>>>>
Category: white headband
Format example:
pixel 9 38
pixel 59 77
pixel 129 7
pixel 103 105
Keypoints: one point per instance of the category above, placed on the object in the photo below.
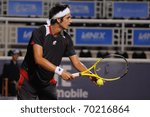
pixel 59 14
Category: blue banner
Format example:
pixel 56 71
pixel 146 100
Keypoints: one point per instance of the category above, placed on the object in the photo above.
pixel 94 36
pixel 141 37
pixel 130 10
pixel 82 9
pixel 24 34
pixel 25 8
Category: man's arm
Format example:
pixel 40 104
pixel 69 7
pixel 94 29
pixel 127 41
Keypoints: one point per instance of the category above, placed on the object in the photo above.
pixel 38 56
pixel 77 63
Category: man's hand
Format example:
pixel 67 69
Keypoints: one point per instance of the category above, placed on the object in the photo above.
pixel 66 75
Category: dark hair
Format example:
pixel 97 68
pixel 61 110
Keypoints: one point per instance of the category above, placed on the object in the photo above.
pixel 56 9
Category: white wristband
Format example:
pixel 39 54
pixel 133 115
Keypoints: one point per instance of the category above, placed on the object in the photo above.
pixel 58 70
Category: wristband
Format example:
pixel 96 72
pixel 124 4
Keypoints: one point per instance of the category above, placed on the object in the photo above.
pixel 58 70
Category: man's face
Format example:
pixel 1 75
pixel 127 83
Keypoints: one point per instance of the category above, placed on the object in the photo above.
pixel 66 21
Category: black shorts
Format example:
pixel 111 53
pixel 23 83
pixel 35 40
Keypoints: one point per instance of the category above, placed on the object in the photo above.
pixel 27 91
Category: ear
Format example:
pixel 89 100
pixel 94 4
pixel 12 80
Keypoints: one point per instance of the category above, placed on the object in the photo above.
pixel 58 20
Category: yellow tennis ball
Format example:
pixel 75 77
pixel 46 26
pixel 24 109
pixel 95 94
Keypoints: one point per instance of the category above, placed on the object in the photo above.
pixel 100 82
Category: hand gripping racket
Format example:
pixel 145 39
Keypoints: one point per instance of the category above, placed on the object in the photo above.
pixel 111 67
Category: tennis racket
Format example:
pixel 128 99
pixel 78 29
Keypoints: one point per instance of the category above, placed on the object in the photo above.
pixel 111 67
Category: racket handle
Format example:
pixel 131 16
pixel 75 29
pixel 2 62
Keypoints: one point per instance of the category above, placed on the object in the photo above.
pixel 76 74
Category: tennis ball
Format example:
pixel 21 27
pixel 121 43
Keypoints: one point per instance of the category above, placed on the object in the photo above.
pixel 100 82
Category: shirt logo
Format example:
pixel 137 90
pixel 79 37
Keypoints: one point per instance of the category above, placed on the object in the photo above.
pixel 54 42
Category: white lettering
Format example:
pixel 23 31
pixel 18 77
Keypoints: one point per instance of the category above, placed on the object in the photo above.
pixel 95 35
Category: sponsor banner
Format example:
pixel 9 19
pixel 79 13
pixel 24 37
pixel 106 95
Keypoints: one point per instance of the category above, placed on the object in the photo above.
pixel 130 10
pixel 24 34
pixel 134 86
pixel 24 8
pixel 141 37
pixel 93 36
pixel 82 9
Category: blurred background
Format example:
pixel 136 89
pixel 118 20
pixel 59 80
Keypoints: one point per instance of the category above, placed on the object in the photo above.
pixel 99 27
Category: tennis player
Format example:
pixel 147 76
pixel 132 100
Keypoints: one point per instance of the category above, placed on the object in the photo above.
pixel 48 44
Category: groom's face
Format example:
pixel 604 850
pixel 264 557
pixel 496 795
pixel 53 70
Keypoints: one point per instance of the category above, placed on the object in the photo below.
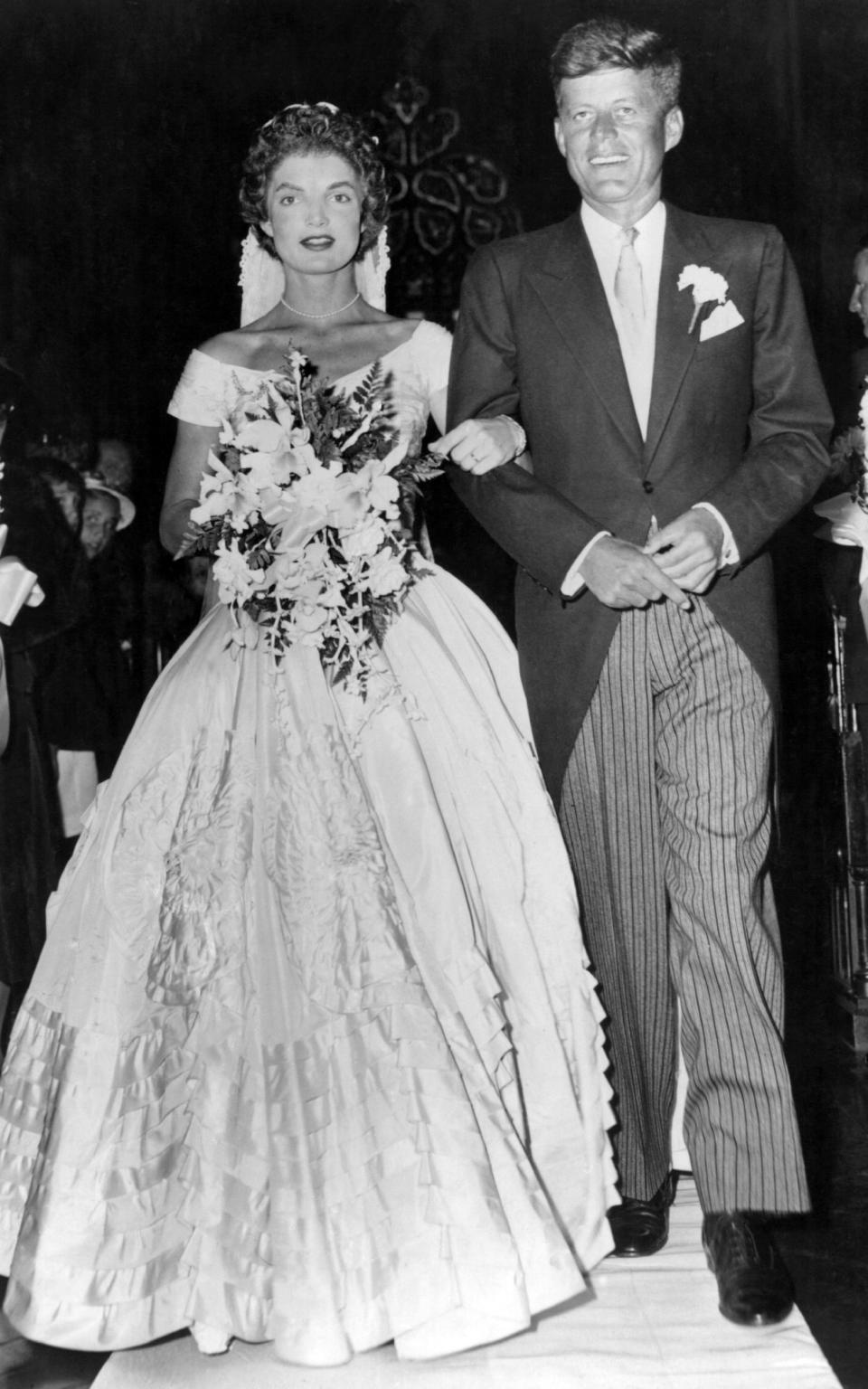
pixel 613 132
<<<<
* **SET EXERCISE**:
Please rewrite all of the material above, swapping "Format example" for "Sample format" wherever it appears and changing nothing else. Leave the pictures out of your answer.

* **CORRECT ANSWER**:
Category: white headband
Sample format:
pixel 9 38
pixel 59 77
pixel 129 7
pixel 103 105
Keypoints: one point per instance of the category above, placed on the object in the photo below.
pixel 59 14
Category: blue banner
Sample format:
pixel 56 71
pixel 146 100
Keypoints: one point per instance of the category above, placed on the object in the photo above.
pixel 94 36
pixel 141 37
pixel 130 10
pixel 82 9
pixel 24 34
pixel 25 8
Category: man's arm
Sample format:
pixel 40 104
pixel 69 7
pixel 94 29
pixel 127 41
Keypoints: one point per instance of the category above, placed on the object in the photo above.
pixel 38 56
pixel 77 63
Category: man's hand
Sample format:
pixel 67 69
Keypoints: one point per instance of the category above, placed on the object in the photo above.
pixel 66 75
Category: dark hair
Sample format:
pixel 97 68
pixel 61 110
Keypoints: one point per instance of the category above, placed on the object in the photo above.
pixel 56 9
Category: white wristband
Sample format:
pixel 39 54
pixel 133 115
Keypoints: one point per instance of the category above, placed on the object in the photo above.
pixel 58 70
Category: wristband
Sample format:
pixel 96 72
pixel 124 4
Keypoints: one point per instance of the category above, placed on the object in the photo above.
pixel 58 70
Category: man's face
Sample format:
pixel 1 75
pixel 127 83
Keypoints: one point per instance of the category above, placed on the object in the photo above.
pixel 66 21
Category: black shorts
Sample format:
pixel 111 53
pixel 23 83
pixel 35 40
Keypoints: one point per instance of the category above, placed on the object in the photo above.
pixel 27 91
Category: ear
Sample format:
pixel 89 100
pixel 94 4
pixel 12 80
Keypoints: one point per instance of the category above, placed on the object in the photo above.
pixel 58 20
Category: yellow tennis ball
Sample format:
pixel 75 77
pixel 46 26
pixel 24 109
pixel 95 94
Keypoints: one point per instance of the category above, placed on the object in the photo above.
pixel 100 82
Category: hand gripping racket
Sample format:
pixel 145 39
Keypoints: one point per instance of the category above, placed on the object in the photo above.
pixel 111 67
Category: tennis racket
Sample format:
pixel 128 99
pixel 78 29
Keypoints: one point per instance of the category above, placed on the object in the photo above.
pixel 111 67
Category: racket handle
Sample format:
pixel 131 16
pixel 75 29
pixel 2 62
Keypoints: one point per instance of the category above, placed on the object in the photo above.
pixel 76 74
Category: tennis ball
Sample format:
pixel 21 27
pixel 121 43
Keypoints: one point per instance of the category above, placed on the object in the photo above.
pixel 100 82
Category: shirt logo
Sample format:
pixel 137 90
pixel 79 37
Keypoints: one point per instance of the category above, placed on the object in the photo above.
pixel 54 42
Category: white lettering
Sample format:
pixel 23 31
pixel 18 77
Keypoints: one point per instance of the category above, placed on the object in the photo above.
pixel 95 35
Category: sponsor banner
Sample format:
pixel 9 19
pixel 79 13
pixel 24 37
pixel 106 95
Keypoints: one point per instance of the category above, placed on the object in the photo above.
pixel 130 10
pixel 24 34
pixel 134 86
pixel 24 8
pixel 141 37
pixel 93 36
pixel 82 9
Category: blurred background
Sample format:
pixel 136 89
pixel 118 20
pixel 59 80
Keypoints: one point per instance of the category above, placed on the object in the photo above.
pixel 99 27
Category: tennis player
Sample format:
pixel 147 76
pixel 132 100
Keypoints: one point per instance of the category above, placed on the object in the photo above.
pixel 48 44
Category: groom's face
Sample format:
pixel 604 850
pixel 264 557
pixel 496 795
pixel 53 70
Keypoints: one point per instance of the category above, placed on the object in the photo below.
pixel 613 132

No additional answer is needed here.